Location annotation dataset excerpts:
+ + + +
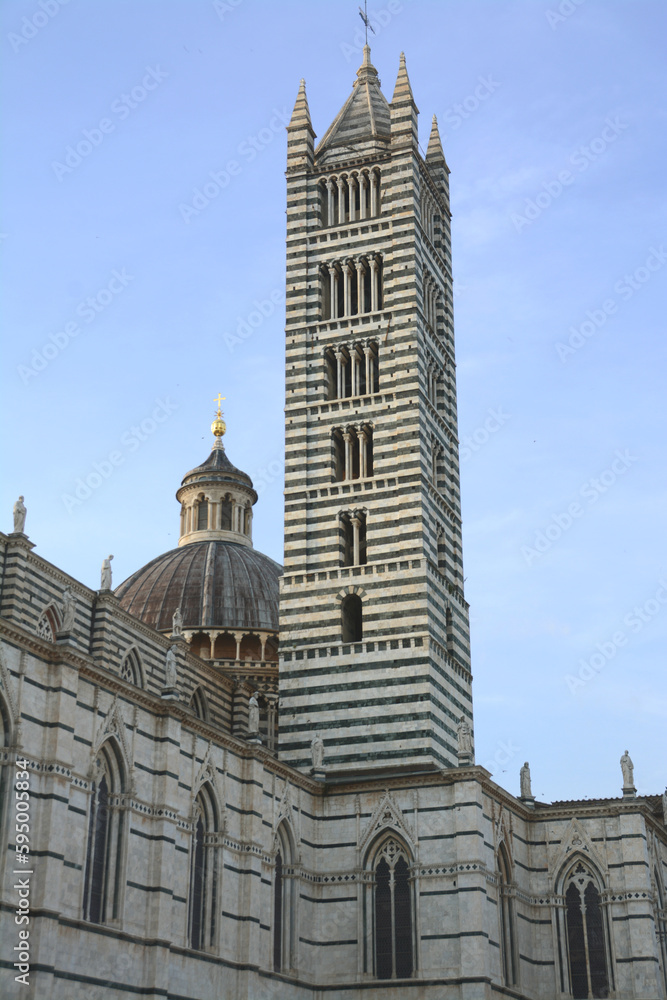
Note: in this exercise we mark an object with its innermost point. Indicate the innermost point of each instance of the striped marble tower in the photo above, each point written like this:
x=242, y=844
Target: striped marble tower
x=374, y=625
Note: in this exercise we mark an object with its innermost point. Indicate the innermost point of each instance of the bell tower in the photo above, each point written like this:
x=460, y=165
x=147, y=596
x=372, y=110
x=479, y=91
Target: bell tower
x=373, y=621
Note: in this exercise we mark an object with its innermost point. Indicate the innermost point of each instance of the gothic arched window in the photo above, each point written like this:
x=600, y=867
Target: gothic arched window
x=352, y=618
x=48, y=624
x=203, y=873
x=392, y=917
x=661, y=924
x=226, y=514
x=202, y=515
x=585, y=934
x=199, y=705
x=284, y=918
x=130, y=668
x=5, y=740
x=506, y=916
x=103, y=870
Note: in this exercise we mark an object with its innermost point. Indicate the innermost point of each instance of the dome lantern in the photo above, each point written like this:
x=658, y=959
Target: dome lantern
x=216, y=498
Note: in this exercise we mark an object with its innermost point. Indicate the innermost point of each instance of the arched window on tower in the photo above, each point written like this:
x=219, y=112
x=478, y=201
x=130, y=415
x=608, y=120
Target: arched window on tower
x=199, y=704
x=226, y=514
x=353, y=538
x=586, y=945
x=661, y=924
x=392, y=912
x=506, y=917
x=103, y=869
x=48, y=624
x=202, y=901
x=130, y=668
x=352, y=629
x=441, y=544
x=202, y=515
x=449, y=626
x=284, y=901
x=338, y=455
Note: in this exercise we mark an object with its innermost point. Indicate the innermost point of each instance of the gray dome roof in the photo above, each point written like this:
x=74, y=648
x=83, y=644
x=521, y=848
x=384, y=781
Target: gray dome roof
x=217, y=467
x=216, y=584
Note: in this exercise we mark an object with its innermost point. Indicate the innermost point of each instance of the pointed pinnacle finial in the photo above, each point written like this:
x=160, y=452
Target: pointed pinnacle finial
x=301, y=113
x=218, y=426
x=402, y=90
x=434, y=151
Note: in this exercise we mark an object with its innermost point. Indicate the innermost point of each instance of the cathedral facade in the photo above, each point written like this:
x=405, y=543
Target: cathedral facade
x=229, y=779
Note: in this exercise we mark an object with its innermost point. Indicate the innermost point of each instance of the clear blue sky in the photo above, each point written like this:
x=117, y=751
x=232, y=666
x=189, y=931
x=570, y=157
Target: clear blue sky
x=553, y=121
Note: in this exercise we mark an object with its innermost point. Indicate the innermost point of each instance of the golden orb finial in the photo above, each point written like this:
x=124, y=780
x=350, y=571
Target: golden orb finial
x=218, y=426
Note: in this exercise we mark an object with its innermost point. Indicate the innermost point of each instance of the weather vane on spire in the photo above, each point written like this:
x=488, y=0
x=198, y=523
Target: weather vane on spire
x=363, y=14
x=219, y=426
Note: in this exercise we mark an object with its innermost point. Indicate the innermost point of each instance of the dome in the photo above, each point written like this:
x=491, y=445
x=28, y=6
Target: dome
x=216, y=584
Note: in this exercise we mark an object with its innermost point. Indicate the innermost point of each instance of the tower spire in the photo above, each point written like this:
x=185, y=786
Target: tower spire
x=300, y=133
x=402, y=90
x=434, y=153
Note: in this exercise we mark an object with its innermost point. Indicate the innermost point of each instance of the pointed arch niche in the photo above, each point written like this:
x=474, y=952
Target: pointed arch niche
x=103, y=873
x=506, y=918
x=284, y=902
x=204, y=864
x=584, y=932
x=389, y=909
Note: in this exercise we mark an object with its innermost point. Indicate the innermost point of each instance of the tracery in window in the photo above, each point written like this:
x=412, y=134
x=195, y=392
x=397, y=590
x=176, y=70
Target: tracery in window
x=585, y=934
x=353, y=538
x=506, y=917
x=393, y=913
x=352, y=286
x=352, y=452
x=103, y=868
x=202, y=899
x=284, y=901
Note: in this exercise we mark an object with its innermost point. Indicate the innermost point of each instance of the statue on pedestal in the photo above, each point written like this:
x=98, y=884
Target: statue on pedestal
+ + + +
— Given exercise —
Quote the records above exactly, leaving out any pictures.

— Response for this exercise —
Note: in this exercise we mark an object with its innermost point. Indicate the innermost point of each instance of the striped marble tower in the photo above, each point written like this:
x=242, y=844
Target: striped marble tower
x=374, y=625
Note: in this exercise we mark an object with its innermost point. Indicate the innermost point of each instance of the bell tower in the photo above, each point written like this:
x=460, y=165
x=147, y=596
x=372, y=110
x=479, y=91
Target: bell tower
x=373, y=621
Note: in this exercise we mark an object with its innermost point. Indicate the innermost point of each instance of the gothic arched window in the photo above, each point written like this:
x=600, y=867
Target: gothic arched window
x=352, y=618
x=48, y=624
x=203, y=873
x=392, y=917
x=661, y=924
x=226, y=514
x=202, y=515
x=585, y=934
x=199, y=705
x=284, y=918
x=130, y=668
x=5, y=740
x=506, y=916
x=103, y=870
Note: in this exercise we mark an object with its innermost point. Indicate the innermost point of each instance of the dome lantern in the photo above, each point written like this:
x=658, y=959
Target: dome lantern
x=216, y=498
Note: in this exercise we mark an object with its innermost point. Indicate the innermost point of each instance of the arched window on tower in the photo above, each point written like this:
x=219, y=112
x=478, y=201
x=130, y=415
x=608, y=120
Target: arched window on tower
x=199, y=704
x=226, y=514
x=353, y=538
x=586, y=945
x=661, y=924
x=392, y=912
x=506, y=917
x=103, y=869
x=48, y=624
x=202, y=901
x=130, y=668
x=352, y=629
x=441, y=544
x=202, y=515
x=449, y=626
x=284, y=901
x=338, y=455
Note: in this exercise we mark an object with its innermost point. Indicate the innermost point of each instance of the gray dome roof in the photo above, each point written like this:
x=74, y=648
x=83, y=644
x=521, y=848
x=384, y=781
Target: gray dome roof
x=217, y=467
x=216, y=584
Note: in this exercise we mark an object with its innermost point. Indicate the innermost point of each instance of the pointed pinnacle finial in the photo above, each point written like this:
x=160, y=452
Target: pointed pinnacle finial
x=301, y=113
x=218, y=426
x=402, y=90
x=434, y=151
Note: in this exercise we mark an object with its innermost point. Indicate the innermost point of each instance of the cathedral facade in the photo above, each point written like this:
x=405, y=543
Target: cathedral facade
x=229, y=779
Note: in this exercise we mark an object with its innermost point. Indicate the innermost point of each instance of the clear blue sky in the photo above, each point written like this:
x=117, y=751
x=232, y=666
x=189, y=931
x=570, y=157
Target: clear blue sky
x=553, y=121
Note: in this exercise we mark an object with its innermost point. Indicate the innermost point of each instance of the golden orb finial in the photo above, each point written like this:
x=124, y=780
x=350, y=571
Target: golden orb finial
x=218, y=426
Note: in this exercise we mark an object with its innermost point. Indicate the innermost point of each instance of the weather vane on spire in the photo above, each point written like this:
x=488, y=0
x=198, y=523
Target: weather vane on spire
x=363, y=14
x=219, y=426
Note: in this exercise we mark an object with its innermost point. Indicate the innermost point of each instance of the dome in the photo above, each point written like this:
x=491, y=445
x=28, y=6
Target: dome
x=216, y=584
Note: in this exercise we mark an object with its innermost point. Indicate the innermost point of each instance of the tower spire in the photo above, each point written like this:
x=185, y=786
Target: tower spire
x=300, y=133
x=402, y=90
x=434, y=153
Note: in this exercise we mark an object with its innermost point. Indicate the innermost point of each instance of the pointed arch niche in the photo above, each point written like this:
x=474, y=952
Target: pointed arch niche
x=103, y=873
x=506, y=918
x=284, y=902
x=204, y=864
x=584, y=932
x=389, y=909
Note: in this exercise we mark an object with its innermost point. Indicate the innermost point of each instance of the tracery in window in the photo above, each point written like this:
x=412, y=134
x=195, y=392
x=397, y=590
x=176, y=70
Target: tracery in window
x=585, y=934
x=353, y=538
x=506, y=917
x=393, y=913
x=352, y=286
x=352, y=452
x=103, y=868
x=202, y=899
x=284, y=901
Note: in this exercise we mark an object with its innermost point. Indicate the innermost point of each instance of the statue on pedestal in the photo above, each point written like this:
x=98, y=884
Target: statue on pedestal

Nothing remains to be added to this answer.